→ Instructions for the task: Show every line below that contains the word "blanket", matching case exactly.

→ Provided information:

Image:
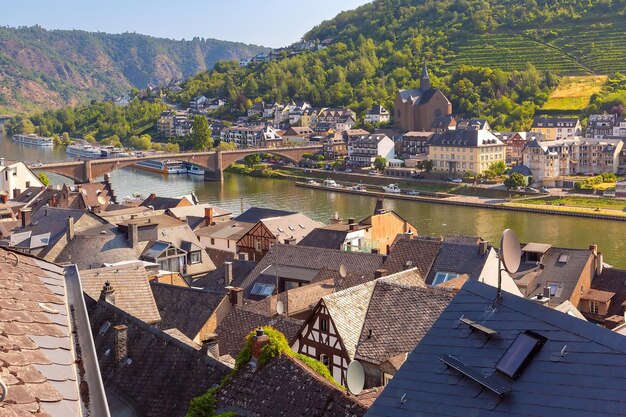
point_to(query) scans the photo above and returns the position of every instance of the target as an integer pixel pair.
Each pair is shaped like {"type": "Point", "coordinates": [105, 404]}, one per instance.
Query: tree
{"type": "Point", "coordinates": [252, 160]}
{"type": "Point", "coordinates": [380, 163]}
{"type": "Point", "coordinates": [514, 180]}
{"type": "Point", "coordinates": [44, 179]}
{"type": "Point", "coordinates": [201, 134]}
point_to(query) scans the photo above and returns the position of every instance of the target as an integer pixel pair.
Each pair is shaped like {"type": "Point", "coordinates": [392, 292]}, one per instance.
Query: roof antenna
{"type": "Point", "coordinates": [510, 257]}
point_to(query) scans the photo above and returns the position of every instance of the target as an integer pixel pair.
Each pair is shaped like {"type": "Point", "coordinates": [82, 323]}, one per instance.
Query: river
{"type": "Point", "coordinates": [430, 219]}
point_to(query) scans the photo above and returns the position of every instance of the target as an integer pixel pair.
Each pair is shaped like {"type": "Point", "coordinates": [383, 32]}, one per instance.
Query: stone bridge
{"type": "Point", "coordinates": [213, 162]}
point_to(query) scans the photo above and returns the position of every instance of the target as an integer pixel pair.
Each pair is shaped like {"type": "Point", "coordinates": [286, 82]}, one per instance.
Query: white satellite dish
{"type": "Point", "coordinates": [343, 271]}
{"type": "Point", "coordinates": [355, 379]}
{"type": "Point", "coordinates": [510, 251]}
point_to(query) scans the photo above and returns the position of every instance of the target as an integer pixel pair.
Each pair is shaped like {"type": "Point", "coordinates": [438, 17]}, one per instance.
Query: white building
{"type": "Point", "coordinates": [16, 177]}
{"type": "Point", "coordinates": [363, 150]}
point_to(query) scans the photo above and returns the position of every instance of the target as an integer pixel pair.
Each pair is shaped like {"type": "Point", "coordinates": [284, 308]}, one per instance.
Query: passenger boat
{"type": "Point", "coordinates": [162, 167]}
{"type": "Point", "coordinates": [33, 140]}
{"type": "Point", "coordinates": [83, 151]}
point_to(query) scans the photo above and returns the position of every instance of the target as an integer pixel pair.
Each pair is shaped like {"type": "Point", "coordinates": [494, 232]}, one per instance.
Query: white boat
{"type": "Point", "coordinates": [162, 167]}
{"type": "Point", "coordinates": [194, 169]}
{"type": "Point", "coordinates": [83, 151]}
{"type": "Point", "coordinates": [392, 188]}
{"type": "Point", "coordinates": [33, 140]}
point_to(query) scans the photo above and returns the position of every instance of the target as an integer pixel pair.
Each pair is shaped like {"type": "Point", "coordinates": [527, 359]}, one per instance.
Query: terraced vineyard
{"type": "Point", "coordinates": [580, 49]}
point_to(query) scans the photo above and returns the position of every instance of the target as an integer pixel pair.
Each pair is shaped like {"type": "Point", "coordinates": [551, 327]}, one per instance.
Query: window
{"type": "Point", "coordinates": [441, 277]}
{"type": "Point", "coordinates": [323, 324]}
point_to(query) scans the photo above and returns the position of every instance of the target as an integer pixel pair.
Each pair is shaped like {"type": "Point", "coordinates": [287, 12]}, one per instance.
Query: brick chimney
{"type": "Point", "coordinates": [208, 216]}
{"type": "Point", "coordinates": [107, 293]}
{"type": "Point", "coordinates": [120, 339]}
{"type": "Point", "coordinates": [259, 340]}
{"type": "Point", "coordinates": [236, 296]}
{"type": "Point", "coordinates": [228, 273]}
{"type": "Point", "coordinates": [26, 214]}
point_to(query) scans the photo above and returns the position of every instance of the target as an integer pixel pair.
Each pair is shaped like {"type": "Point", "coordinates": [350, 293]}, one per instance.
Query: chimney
{"type": "Point", "coordinates": [236, 296]}
{"type": "Point", "coordinates": [70, 228]}
{"type": "Point", "coordinates": [228, 273]}
{"type": "Point", "coordinates": [108, 293]}
{"type": "Point", "coordinates": [208, 216]}
{"type": "Point", "coordinates": [133, 235]}
{"type": "Point", "coordinates": [483, 246]}
{"type": "Point", "coordinates": [259, 340]}
{"type": "Point", "coordinates": [120, 337]}
{"type": "Point", "coordinates": [26, 213]}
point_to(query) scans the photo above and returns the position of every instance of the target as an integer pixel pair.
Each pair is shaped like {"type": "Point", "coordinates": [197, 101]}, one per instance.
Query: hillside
{"type": "Point", "coordinates": [47, 69]}
{"type": "Point", "coordinates": [497, 59]}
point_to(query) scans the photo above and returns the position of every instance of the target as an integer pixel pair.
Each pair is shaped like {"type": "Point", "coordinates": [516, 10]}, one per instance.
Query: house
{"type": "Point", "coordinates": [417, 109]}
{"type": "Point", "coordinates": [363, 150]}
{"type": "Point", "coordinates": [377, 115]}
{"type": "Point", "coordinates": [490, 356]}
{"type": "Point", "coordinates": [378, 321]}
{"type": "Point", "coordinates": [284, 386]}
{"type": "Point", "coordinates": [15, 178]}
{"type": "Point", "coordinates": [465, 150]}
{"type": "Point", "coordinates": [557, 128]}
{"type": "Point", "coordinates": [289, 229]}
{"type": "Point", "coordinates": [412, 144]}
{"type": "Point", "coordinates": [130, 350]}
{"type": "Point", "coordinates": [49, 364]}
{"type": "Point", "coordinates": [125, 287]}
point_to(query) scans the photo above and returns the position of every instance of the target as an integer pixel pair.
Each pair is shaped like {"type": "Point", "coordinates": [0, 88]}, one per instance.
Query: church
{"type": "Point", "coordinates": [419, 109]}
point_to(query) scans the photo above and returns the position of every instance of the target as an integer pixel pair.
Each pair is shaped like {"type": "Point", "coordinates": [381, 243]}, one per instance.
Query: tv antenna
{"type": "Point", "coordinates": [355, 378]}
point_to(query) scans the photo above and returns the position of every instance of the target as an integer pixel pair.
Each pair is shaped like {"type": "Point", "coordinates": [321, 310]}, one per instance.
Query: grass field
{"type": "Point", "coordinates": [574, 92]}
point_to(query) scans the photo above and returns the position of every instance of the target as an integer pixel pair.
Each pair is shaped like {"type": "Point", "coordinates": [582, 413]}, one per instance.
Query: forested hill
{"type": "Point", "coordinates": [497, 59]}
{"type": "Point", "coordinates": [43, 69]}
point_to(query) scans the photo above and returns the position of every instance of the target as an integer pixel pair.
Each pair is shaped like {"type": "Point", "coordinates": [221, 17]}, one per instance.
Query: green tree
{"type": "Point", "coordinates": [44, 179]}
{"type": "Point", "coordinates": [514, 180]}
{"type": "Point", "coordinates": [201, 134]}
{"type": "Point", "coordinates": [380, 163]}
{"type": "Point", "coordinates": [252, 160]}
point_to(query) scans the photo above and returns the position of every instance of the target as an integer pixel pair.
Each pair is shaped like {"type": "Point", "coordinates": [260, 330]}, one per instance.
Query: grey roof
{"type": "Point", "coordinates": [183, 308]}
{"type": "Point", "coordinates": [254, 214]}
{"type": "Point", "coordinates": [586, 381]}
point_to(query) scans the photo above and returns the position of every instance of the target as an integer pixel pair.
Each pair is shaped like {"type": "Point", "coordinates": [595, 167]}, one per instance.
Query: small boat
{"type": "Point", "coordinates": [392, 188]}
{"type": "Point", "coordinates": [34, 140]}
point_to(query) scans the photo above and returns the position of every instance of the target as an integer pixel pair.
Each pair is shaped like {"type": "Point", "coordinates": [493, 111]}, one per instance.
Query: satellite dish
{"type": "Point", "coordinates": [355, 379]}
{"type": "Point", "coordinates": [343, 271]}
{"type": "Point", "coordinates": [510, 251]}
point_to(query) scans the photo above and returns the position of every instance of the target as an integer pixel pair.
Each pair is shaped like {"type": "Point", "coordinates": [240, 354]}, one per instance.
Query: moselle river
{"type": "Point", "coordinates": [430, 219]}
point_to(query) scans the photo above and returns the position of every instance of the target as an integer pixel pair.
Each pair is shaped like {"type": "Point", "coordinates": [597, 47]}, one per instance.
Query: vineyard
{"type": "Point", "coordinates": [576, 49]}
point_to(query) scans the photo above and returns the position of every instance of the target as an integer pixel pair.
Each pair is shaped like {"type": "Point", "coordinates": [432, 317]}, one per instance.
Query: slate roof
{"type": "Point", "coordinates": [162, 373]}
{"type": "Point", "coordinates": [587, 381]}
{"type": "Point", "coordinates": [313, 259]}
{"type": "Point", "coordinates": [183, 308]}
{"type": "Point", "coordinates": [132, 290]}
{"type": "Point", "coordinates": [285, 387]}
{"type": "Point", "coordinates": [397, 318]}
{"type": "Point", "coordinates": [254, 214]}
{"type": "Point", "coordinates": [232, 331]}
{"type": "Point", "coordinates": [612, 280]}
{"type": "Point", "coordinates": [41, 343]}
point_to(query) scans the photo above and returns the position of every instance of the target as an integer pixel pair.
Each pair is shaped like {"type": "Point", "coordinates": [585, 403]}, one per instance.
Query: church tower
{"type": "Point", "coordinates": [425, 80]}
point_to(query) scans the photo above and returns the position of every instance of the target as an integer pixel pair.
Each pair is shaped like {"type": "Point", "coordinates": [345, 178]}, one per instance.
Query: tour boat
{"type": "Point", "coordinates": [392, 188]}
{"type": "Point", "coordinates": [83, 151]}
{"type": "Point", "coordinates": [163, 167]}
{"type": "Point", "coordinates": [34, 140]}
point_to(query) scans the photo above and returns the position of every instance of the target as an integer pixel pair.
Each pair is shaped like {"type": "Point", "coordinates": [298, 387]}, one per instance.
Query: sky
{"type": "Point", "coordinates": [272, 23]}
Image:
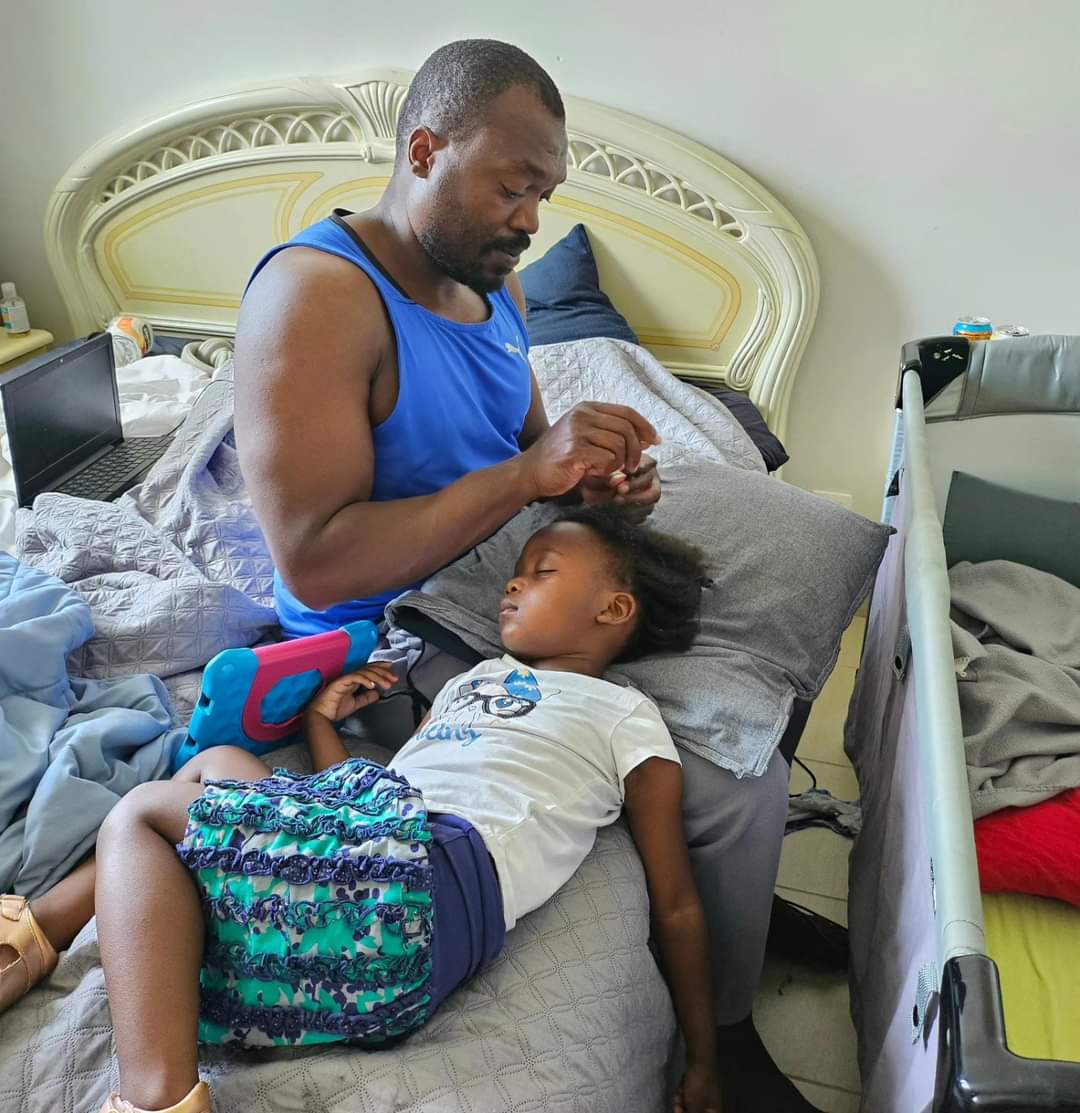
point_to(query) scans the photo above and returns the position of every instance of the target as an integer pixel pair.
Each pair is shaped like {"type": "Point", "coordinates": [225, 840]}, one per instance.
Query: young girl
{"type": "Point", "coordinates": [275, 908]}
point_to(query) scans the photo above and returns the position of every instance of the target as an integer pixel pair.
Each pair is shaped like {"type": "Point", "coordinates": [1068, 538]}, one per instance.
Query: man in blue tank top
{"type": "Point", "coordinates": [386, 416]}
{"type": "Point", "coordinates": [386, 421]}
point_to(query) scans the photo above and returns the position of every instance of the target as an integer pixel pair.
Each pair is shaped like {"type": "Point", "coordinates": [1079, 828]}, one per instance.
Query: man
{"type": "Point", "coordinates": [386, 421]}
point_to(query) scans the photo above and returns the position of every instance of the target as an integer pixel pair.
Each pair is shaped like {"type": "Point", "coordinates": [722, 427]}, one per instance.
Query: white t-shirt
{"type": "Point", "coordinates": [534, 760]}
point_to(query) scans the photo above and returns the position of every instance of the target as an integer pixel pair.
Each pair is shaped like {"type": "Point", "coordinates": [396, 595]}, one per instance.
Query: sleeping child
{"type": "Point", "coordinates": [274, 908]}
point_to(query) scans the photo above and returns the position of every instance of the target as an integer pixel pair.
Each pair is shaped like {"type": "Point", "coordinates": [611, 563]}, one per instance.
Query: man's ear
{"type": "Point", "coordinates": [621, 608]}
{"type": "Point", "coordinates": [423, 144]}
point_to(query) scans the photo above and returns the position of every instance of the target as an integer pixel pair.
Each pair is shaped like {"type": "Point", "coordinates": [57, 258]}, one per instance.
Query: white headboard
{"type": "Point", "coordinates": [167, 220]}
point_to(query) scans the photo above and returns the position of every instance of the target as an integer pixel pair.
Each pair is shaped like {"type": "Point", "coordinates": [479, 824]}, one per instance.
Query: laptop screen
{"type": "Point", "coordinates": [61, 411]}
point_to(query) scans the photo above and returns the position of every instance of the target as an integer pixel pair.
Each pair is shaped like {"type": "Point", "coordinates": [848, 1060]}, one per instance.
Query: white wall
{"type": "Point", "coordinates": [933, 156]}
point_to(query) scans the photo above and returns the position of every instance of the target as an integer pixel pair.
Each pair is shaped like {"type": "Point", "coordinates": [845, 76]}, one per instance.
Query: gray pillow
{"type": "Point", "coordinates": [788, 568]}
{"type": "Point", "coordinates": [984, 521]}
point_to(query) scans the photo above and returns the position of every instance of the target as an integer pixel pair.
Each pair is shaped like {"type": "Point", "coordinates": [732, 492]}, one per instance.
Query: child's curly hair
{"type": "Point", "coordinates": [665, 575]}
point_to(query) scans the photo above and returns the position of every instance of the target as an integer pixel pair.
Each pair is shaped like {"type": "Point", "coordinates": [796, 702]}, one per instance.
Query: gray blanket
{"type": "Point", "coordinates": [177, 569]}
{"type": "Point", "coordinates": [572, 1015]}
{"type": "Point", "coordinates": [69, 747]}
{"type": "Point", "coordinates": [1017, 643]}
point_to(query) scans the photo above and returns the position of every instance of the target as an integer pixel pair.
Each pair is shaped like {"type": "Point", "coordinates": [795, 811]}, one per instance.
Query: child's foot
{"type": "Point", "coordinates": [197, 1101]}
{"type": "Point", "coordinates": [26, 955]}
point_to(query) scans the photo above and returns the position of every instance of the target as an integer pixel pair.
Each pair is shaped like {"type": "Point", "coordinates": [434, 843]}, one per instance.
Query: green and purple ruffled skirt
{"type": "Point", "coordinates": [317, 899]}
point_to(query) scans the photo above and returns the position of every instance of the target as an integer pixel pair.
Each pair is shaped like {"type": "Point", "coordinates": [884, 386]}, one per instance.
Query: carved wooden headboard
{"type": "Point", "coordinates": [167, 220]}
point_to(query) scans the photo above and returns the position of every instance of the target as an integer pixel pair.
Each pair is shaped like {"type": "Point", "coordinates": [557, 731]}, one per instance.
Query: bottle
{"type": "Point", "coordinates": [13, 309]}
{"type": "Point", "coordinates": [974, 328]}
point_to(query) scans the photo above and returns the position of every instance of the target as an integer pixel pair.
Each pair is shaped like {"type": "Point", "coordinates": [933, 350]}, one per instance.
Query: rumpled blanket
{"type": "Point", "coordinates": [69, 747]}
{"type": "Point", "coordinates": [1017, 647]}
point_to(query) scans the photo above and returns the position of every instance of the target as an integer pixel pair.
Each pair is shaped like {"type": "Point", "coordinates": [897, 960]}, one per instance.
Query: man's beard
{"type": "Point", "coordinates": [464, 263]}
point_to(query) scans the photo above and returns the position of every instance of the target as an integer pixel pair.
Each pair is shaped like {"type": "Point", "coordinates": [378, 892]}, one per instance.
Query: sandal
{"type": "Point", "coordinates": [35, 956]}
{"type": "Point", "coordinates": [197, 1101]}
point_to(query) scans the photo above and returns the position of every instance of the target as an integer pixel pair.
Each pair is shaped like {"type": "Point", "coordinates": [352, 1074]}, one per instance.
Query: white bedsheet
{"type": "Point", "coordinates": [155, 395]}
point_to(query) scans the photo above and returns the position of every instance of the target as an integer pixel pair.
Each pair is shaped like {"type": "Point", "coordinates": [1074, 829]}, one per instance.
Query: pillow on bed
{"type": "Point", "coordinates": [744, 411]}
{"type": "Point", "coordinates": [788, 569]}
{"type": "Point", "coordinates": [1033, 849]}
{"type": "Point", "coordinates": [563, 296]}
{"type": "Point", "coordinates": [984, 521]}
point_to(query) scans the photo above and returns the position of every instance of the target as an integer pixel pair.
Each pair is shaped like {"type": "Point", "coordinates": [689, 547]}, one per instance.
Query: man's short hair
{"type": "Point", "coordinates": [457, 84]}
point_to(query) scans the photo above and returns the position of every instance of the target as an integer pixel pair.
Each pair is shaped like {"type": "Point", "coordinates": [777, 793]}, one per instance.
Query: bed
{"type": "Point", "coordinates": [962, 1001]}
{"type": "Point", "coordinates": [166, 220]}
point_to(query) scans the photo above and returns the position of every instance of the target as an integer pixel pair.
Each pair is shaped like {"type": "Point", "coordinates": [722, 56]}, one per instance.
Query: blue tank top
{"type": "Point", "coordinates": [463, 391]}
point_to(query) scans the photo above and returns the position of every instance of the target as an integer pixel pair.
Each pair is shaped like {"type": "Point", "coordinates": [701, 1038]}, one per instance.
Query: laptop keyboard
{"type": "Point", "coordinates": [105, 476]}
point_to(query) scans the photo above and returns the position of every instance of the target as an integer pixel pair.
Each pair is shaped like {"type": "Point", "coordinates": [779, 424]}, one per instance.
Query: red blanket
{"type": "Point", "coordinates": [1033, 849]}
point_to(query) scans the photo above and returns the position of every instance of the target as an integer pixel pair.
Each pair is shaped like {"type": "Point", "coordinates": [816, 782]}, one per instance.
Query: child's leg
{"type": "Point", "coordinates": [67, 907]}
{"type": "Point", "coordinates": [150, 935]}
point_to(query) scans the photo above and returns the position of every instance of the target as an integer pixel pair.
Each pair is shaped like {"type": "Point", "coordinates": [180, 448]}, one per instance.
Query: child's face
{"type": "Point", "coordinates": [561, 585]}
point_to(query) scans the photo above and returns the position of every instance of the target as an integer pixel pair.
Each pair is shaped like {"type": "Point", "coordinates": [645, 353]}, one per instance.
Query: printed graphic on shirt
{"type": "Point", "coordinates": [511, 698]}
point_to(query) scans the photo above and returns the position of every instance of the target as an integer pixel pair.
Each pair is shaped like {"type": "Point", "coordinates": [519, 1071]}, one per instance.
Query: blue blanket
{"type": "Point", "coordinates": [69, 748]}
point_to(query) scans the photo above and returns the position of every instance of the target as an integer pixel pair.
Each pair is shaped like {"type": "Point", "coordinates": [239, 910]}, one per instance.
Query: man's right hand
{"type": "Point", "coordinates": [592, 439]}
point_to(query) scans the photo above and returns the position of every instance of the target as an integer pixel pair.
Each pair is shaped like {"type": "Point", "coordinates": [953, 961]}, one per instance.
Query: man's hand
{"type": "Point", "coordinates": [699, 1091]}
{"type": "Point", "coordinates": [639, 490]}
{"type": "Point", "coordinates": [349, 693]}
{"type": "Point", "coordinates": [594, 440]}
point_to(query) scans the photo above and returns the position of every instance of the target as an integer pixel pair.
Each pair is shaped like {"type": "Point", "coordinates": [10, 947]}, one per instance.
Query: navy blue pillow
{"type": "Point", "coordinates": [563, 295]}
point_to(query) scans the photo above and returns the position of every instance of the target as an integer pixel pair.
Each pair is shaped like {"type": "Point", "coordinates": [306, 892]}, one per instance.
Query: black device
{"type": "Point", "coordinates": [62, 415]}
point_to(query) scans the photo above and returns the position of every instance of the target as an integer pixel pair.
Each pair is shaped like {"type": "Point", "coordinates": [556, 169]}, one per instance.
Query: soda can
{"type": "Point", "coordinates": [131, 338]}
{"type": "Point", "coordinates": [974, 328]}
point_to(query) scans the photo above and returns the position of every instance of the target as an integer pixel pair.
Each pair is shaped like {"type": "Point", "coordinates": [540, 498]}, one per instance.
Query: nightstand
{"type": "Point", "coordinates": [15, 350]}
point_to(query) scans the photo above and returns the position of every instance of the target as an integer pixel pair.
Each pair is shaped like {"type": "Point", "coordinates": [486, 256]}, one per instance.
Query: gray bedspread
{"type": "Point", "coordinates": [572, 1016]}
{"type": "Point", "coordinates": [1017, 643]}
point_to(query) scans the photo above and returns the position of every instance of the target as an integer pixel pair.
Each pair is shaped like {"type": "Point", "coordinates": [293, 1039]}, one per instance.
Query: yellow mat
{"type": "Point", "coordinates": [1036, 944]}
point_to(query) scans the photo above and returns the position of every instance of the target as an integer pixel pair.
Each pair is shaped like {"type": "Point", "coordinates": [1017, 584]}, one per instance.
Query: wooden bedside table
{"type": "Point", "coordinates": [15, 350]}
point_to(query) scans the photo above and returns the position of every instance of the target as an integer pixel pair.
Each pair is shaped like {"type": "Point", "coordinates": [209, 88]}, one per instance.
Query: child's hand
{"type": "Point", "coordinates": [349, 693]}
{"type": "Point", "coordinates": [699, 1092]}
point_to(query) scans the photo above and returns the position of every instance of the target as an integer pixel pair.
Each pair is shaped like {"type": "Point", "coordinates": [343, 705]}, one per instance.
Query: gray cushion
{"type": "Point", "coordinates": [984, 521]}
{"type": "Point", "coordinates": [789, 570]}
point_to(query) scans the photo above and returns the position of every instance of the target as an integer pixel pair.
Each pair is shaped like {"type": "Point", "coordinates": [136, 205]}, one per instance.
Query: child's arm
{"type": "Point", "coordinates": [654, 807]}
{"type": "Point", "coordinates": [337, 700]}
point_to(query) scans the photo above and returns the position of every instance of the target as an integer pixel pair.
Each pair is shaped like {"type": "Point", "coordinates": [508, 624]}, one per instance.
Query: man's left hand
{"type": "Point", "coordinates": [639, 490]}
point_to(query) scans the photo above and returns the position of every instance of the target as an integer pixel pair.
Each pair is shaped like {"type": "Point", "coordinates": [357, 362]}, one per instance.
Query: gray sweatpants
{"type": "Point", "coordinates": [734, 829]}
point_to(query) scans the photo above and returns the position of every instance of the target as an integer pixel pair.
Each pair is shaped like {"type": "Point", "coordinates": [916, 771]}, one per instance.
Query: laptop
{"type": "Point", "coordinates": [62, 412]}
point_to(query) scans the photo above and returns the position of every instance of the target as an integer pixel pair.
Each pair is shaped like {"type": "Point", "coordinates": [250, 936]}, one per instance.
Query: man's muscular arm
{"type": "Point", "coordinates": [312, 336]}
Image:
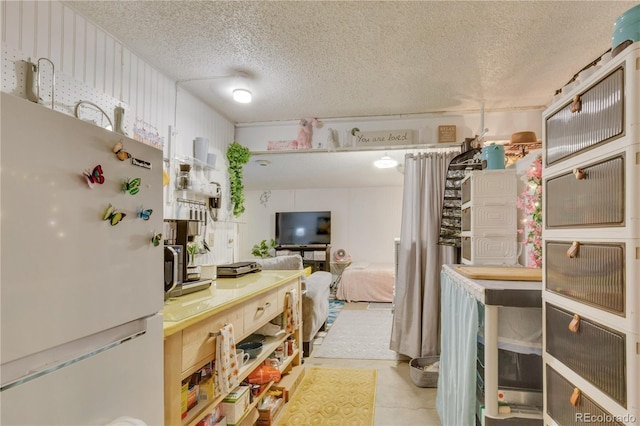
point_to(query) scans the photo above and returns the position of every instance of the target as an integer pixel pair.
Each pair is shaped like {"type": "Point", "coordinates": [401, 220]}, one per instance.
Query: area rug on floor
{"type": "Point", "coordinates": [359, 334]}
{"type": "Point", "coordinates": [332, 396]}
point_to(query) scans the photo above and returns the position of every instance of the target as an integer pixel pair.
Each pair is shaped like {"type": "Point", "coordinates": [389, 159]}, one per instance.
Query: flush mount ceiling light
{"type": "Point", "coordinates": [385, 162]}
{"type": "Point", "coordinates": [242, 96]}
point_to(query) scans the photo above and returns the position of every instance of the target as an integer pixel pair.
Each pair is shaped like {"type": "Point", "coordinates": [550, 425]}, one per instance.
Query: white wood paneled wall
{"type": "Point", "coordinates": [91, 64]}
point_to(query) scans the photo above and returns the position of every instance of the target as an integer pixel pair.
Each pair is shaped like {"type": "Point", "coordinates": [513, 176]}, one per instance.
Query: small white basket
{"type": "Point", "coordinates": [421, 378]}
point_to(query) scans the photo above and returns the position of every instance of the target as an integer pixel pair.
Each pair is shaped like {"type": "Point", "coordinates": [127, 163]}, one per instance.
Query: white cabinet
{"type": "Point", "coordinates": [489, 218]}
{"type": "Point", "coordinates": [591, 254]}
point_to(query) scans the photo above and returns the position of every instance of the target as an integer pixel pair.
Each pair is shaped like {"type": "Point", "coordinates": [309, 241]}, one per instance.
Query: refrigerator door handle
{"type": "Point", "coordinates": [22, 370]}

→ Task result:
Query: gray blanket
Query: rumpled blanket
Query: red blanket
Query: blue blanket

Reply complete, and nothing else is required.